### TASK INSTRUCTIONS
Convert the entries below into a numbered list with one line per item, omitting any blank lines.

### ENTRIES SHOWN

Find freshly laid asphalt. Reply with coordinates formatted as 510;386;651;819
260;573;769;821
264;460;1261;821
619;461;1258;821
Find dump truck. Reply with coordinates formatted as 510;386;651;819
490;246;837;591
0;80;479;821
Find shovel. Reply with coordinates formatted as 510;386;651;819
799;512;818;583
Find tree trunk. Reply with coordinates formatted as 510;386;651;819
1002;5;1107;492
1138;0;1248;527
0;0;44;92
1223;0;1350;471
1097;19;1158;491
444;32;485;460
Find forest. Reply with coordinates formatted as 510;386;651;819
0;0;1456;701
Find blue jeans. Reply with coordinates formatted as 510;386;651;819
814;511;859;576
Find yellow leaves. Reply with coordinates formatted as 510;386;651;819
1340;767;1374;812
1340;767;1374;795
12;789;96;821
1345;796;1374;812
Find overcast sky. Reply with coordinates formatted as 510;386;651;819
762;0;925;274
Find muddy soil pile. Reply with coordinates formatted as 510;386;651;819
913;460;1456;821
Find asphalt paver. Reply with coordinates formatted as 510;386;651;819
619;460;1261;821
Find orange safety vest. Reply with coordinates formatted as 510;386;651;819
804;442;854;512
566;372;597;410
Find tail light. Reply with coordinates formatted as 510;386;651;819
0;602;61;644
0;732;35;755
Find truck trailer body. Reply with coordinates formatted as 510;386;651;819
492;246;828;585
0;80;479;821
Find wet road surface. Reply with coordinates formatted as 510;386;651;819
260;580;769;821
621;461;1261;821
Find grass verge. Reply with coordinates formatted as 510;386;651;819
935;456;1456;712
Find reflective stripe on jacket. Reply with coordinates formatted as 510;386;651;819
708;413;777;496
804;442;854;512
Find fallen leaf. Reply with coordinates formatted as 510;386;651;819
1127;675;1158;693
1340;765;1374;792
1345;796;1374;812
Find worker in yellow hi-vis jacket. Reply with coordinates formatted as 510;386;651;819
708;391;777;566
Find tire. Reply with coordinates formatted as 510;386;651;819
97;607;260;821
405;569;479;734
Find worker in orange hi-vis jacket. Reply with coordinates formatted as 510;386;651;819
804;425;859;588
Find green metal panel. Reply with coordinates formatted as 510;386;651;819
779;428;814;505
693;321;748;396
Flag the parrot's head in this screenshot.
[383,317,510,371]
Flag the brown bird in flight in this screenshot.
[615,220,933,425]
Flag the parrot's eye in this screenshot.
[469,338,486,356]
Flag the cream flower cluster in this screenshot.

### FINISHED EXERCISE
1. Find freshly laid asphalt. Reply with coordinates formatted as 510;386;651;819
2. 260;573;769;821
3. 264;460;1261;821
4. 619;461;1258;821
5. Find dump truck. Reply with coordinates formatted as 510;386;651;819
6. 490;246;837;591
7. 0;80;479;821
8. Find shovel. Reply with coordinates formatted as 510;386;651;819
9. 799;512;818;583
10. Find tree trunk. Reply with coordinates formatted as 510;386;651;819
11. 1002;5;1107;492
12. 1138;0;1248;527
13. 0;0;44;92
14. 1223;0;1350;471
15. 1097;19;1158;491
16. 444;32;485;460
17. Find forest. Reply with coordinates formatted as 510;386;651;819
18. 0;0;1456;701
19. Find blue jeans. Reply with coordinates formatted as 510;386;651;819
20. 814;511;859;576
21. Find yellow leaves. Reply with coordinates formatted as 510;386;651;819
22. 1340;767;1374;812
23. 1340;767;1374;795
24. 12;789;96;821
25. 1345;796;1374;812
26. Find overcast sky. Reply with coordinates formatted as 510;386;651;819
27. 762;0;925;274
28. Find muddy soil pile. Reply with coordinates formatted as 510;386;651;819
29. 913;460;1456;821
30. Find asphalt paver. Reply with coordinates formatted as 510;386;651;819
31. 619;460;1261;821
32. Find orange safety vest. Reply with coordinates formatted as 510;386;651;819
33. 804;442;854;512
34. 566;372;597;410
35. Find tail light. Reply with coordinates formatted as 510;386;651;819
36. 0;602;61;644
37. 0;732;35;755
38. Find truck trailer body. Reply with coordinates formatted as 510;386;651;819
39. 492;246;828;585
40. 0;80;479;821
41. Find wet road surface. Reply with coordinates formatted as 510;386;651;819
42. 260;580;769;821
43. 621;461;1261;821
44. Find grass verge. Reply with coordinates formatted as 510;386;651;819
45. 935;456;1456;712
46. Find reflective stripe on jacket. Reply with coordinates formatted as 510;386;651;819
47. 708;413;777;496
48. 804;442;854;512
49. Find fallen leaf. Reply with coordinates formatted as 510;386;651;819
50. 1127;675;1158;693
51. 1340;765;1374;792
52. 1345;796;1374;812
53. Find worker in yellow hi-vis jacket. Reply with coordinates formatted as 510;386;651;819
54. 708;391;777;566
55. Find tire. Reply with coordinates formatted as 510;386;651;819
56. 97;607;260;821
57. 405;569;479;734
58. Find worker in orange hi-vis jacket. Reply with coordinates formatted as 510;386;651;819
59. 804;425;859;588
60. Find green metal panel. Reply with coordinates formatted as 510;386;651;819
61. 779;428;814;505
62. 693;321;748;396
63. Flag the parrot's head in this screenshot.
64. [383,317,510,371]
65. Flag the brown bird in flight in this screenshot.
66. [615,220,933,425]
67. Flag the parrot's eye in this screenshot.
68. [469,338,486,356]
69. Flag the cream flower cluster in this screenshot.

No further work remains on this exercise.